§ **Required action 1**: Quote the stretch of the Fauci passage from "Yet Trump believes" through "conservative news organizations.".
§ **Required action 2**: In the passage on attacks against Fauci, who used a nightly program to call Fauci a "flawed" individual?
§ **Required action 3**: Proceed with the passage on attacks against Fauci, starting after its final sentence.

Yet Trump believes he needs results fast to win re-election, and so he is ignoring Fauci's advice and reopening the economy as the United States surpasses 5 million cases and 160,000 deaths.

It is sadly unsurprising that Fauci, too, has found himself at the receiving end of death threats. It's the logical conclusion of a concerted, months-long disinformation campaign by Trump supported by Republicans and conservative news organizations.

As Steve Schmidt, former presidential campaign co-adviser for the late Senator John McCain, put it: "The injury done to America and the public good by Fox News and a bevy of personalities from Limbaugh to Ingraham...will be felt for many years in this country as we deal with the death and economic damage that didn't have to be."

Fox News and other right-wing media have resorted to orchestrated character attacks against Fauci, simply because he refused to act as a rubber stamp for Trump's most misguided coronavirus policy gambits.

Media Matters described the phenomenon: "Despite his credibility established over decades as a public health official, right-wing media have begun to launch attacks against [him], blaming the medical expert for allegedly harming the economy and undermining President Donald Trump."

Central to the campaign to vilify our leading public health official during a pandemic has been Tucker Carlson. The Fox News host has used his nightly program to denounce Fauci as a "flawed" individual who is "maybe even more off-base than your average epidemiologist."

Carlson complained that Fauci "has become one of the most powerful people in the world" and even claimed he could become a "dictator for the duration of this crisis." One is struck by the ironic mendacity of these accusations, given that they are true for Trump rather than Fauci.

We see other remarkable parallels between the right-wing coronavirus and climate change disinformation campaigns.

(Saved data entries)

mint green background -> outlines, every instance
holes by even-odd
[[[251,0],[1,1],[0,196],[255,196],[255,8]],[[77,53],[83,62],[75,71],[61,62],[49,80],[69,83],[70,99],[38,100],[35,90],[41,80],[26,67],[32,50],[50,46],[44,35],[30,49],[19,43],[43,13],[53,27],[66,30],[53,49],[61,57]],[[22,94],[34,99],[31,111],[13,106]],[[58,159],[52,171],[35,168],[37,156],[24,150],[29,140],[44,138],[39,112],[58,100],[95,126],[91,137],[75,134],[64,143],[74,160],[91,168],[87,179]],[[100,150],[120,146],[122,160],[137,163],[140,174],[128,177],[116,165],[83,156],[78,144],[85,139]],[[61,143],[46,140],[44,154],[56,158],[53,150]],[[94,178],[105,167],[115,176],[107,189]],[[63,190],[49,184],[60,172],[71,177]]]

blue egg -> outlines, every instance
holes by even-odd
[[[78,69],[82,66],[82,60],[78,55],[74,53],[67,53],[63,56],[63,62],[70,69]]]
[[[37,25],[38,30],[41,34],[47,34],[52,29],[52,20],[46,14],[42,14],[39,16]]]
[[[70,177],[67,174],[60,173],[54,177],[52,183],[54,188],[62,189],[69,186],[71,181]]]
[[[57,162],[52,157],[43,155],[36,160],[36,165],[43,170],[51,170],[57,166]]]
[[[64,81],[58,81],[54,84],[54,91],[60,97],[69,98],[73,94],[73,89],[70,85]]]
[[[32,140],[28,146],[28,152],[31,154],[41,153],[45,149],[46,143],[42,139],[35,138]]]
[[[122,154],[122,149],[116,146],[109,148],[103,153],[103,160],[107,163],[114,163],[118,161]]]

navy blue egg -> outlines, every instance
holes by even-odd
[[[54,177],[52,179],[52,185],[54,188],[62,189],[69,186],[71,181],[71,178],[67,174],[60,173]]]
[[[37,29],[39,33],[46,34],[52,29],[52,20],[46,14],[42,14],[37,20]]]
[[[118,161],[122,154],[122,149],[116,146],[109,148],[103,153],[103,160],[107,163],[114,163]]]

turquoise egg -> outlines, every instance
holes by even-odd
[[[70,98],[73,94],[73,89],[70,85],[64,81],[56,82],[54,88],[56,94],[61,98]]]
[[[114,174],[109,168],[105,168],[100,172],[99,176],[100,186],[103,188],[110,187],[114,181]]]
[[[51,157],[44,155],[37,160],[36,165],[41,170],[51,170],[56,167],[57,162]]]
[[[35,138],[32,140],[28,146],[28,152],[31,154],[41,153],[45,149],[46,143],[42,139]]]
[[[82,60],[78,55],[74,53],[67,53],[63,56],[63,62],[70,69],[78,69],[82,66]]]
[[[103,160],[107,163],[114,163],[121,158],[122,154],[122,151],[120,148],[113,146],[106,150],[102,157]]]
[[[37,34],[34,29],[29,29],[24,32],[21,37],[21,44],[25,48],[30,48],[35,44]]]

§ **Exercise output 1**:
Yet Trump believes he needs results fast to win re-election, and so he is ignoring Fauci's advice and reopening the economy as the United States surpasses 5 million cases and 160,000 deaths.

It is sadly unsurprising that Fauci, too, has found himself at the receiving end of death threats. It's the logical conclusion of a concerted, months-long disinformation campaign by Trump supported by Republicans and conservative news organizations.

§ **Exercise output 2**: Tucker Carlson, the Fox News host.

§ **Exercise output 3**:
Mirroring the "climategate" smear campaign of 2010, wherein fossil fuel interests and their abettors sought to discredit climate scientists by misrepresenting their words and phrases from stolen emails, the Trump administration went so far as to circulate an opposition research document cherry-picking and misrepresenting Fauci's past statements in an effort to discredit him as a scientist and as a messenger.

When it comes to the agenda of inactivism, we once again witness the transition from denial to false solutions, and then, eventually, to "it's good for us."

That took decades with climate deniers, but with coronavirus it happened in a matter of weeks. As former CBS News anchor Dan Rather noted: "After years when we should have learned of the dangers of 'false equivalence,' it baffles me that we are seeing a framing that pits the health of our citizens against some vague notion of getting back to work."

I noted, in turn, that it's "not unlike the false equivalence...that pits the health of our entire planet against some vague notion of economic prosperity."

Those of us on the front lines of the climate battle recognize that the stakes are too high for us to submit to the politically motivated forces of inaction. As I wrote several years ago in The New York Times:
"There is nothing inappropriate at all about drawing on our scientific knowledge to speak out about the very real implications of our research. If scientists choose not to engage in the public debate, we leave a vacuum that will be filled by those whose agenda is one of short-term self-interest. There is a great cost to society if scientists fail to participate in the larger conversation—if we do not do all we can to ensure that the policy debate is informed by an honest assessment of the risks. In fact, it would be an abrogation of our responsibility to society if we remained quiet in the face of such a grave threat."
It's clear that Fauci and other health professionals who continue to speak out, despite the attacks against them, recognize that as well. It is critical that they continue to fight back against the forces of disinformation.

As I recently told CNN's Bill Weir, "If there is a silver lining, it is that the failure of the current administration to respond meaningfully to the pandemic lays bare the deadliness of ideologically motivated science denial. This applies to the even greater crisis of human-caused climate change and the need to treat it as the emergency it is."